[Entries for bounding box labeling]
[START]
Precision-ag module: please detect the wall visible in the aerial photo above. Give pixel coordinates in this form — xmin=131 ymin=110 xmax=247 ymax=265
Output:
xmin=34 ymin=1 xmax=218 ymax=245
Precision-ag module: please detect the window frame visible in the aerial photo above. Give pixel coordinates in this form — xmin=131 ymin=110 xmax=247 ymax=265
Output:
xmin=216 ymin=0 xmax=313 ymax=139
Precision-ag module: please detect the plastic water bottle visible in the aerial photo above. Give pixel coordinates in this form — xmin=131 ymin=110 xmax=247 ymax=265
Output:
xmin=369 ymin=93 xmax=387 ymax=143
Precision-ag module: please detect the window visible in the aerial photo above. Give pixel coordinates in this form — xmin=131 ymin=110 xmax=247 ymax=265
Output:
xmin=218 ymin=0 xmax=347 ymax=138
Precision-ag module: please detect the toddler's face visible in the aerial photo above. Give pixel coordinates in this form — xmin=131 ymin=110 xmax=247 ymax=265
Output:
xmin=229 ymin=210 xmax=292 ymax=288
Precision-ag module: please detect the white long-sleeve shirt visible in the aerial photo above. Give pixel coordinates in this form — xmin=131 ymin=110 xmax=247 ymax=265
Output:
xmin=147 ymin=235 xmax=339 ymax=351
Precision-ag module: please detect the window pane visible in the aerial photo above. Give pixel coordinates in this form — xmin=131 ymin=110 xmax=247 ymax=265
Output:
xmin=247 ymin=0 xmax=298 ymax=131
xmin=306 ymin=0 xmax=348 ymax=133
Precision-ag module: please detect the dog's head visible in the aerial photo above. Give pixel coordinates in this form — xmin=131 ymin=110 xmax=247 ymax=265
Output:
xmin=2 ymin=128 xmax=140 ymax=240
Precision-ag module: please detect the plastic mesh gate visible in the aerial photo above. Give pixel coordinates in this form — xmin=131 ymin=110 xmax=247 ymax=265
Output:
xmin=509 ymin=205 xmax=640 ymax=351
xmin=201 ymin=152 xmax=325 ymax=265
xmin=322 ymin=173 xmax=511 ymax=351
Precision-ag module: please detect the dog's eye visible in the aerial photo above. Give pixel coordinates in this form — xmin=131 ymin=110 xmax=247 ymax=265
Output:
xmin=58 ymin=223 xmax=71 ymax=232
[END]
● Exercise brief
Could you update the records from the start through the line with "xmin=147 ymin=235 xmax=339 ymax=351" by replacing "Precision-ag module" with "Field-survey module" and leaving everything else as it is?

● Task solution
Field-survey module: please detect the wall visible in the aerial photo above. Give pixel coordinates in this form — xmin=131 ymin=110 xmax=247 ymax=265
Output:
xmin=34 ymin=1 xmax=218 ymax=245
Field-survey module: please detect the window frame visible in the aerial photo above. Give pixel coordinates in this form — xmin=131 ymin=110 xmax=247 ymax=265
Output:
xmin=216 ymin=0 xmax=313 ymax=139
Field-survey module: please detect the plastic water bottle visible in the aerial photo above. Give pixel coordinates in this form — xmin=131 ymin=110 xmax=247 ymax=265
Output:
xmin=369 ymin=93 xmax=387 ymax=143
Field-survey module: please detect the window visible in the aerial photo above. Give pixel coordinates in this form — xmin=131 ymin=110 xmax=247 ymax=265
Output:
xmin=218 ymin=0 xmax=347 ymax=138
Field-survey module: please detect the toddler's face visible in the aerial photo above. Give pixel coordinates in this form — xmin=131 ymin=110 xmax=247 ymax=265
Output:
xmin=229 ymin=210 xmax=292 ymax=288
Field-survey module: please detect the white long-sleeve shirt visible in the aerial photo above. Give pixel coordinates in this form — xmin=131 ymin=110 xmax=247 ymax=265
Output:
xmin=147 ymin=235 xmax=339 ymax=351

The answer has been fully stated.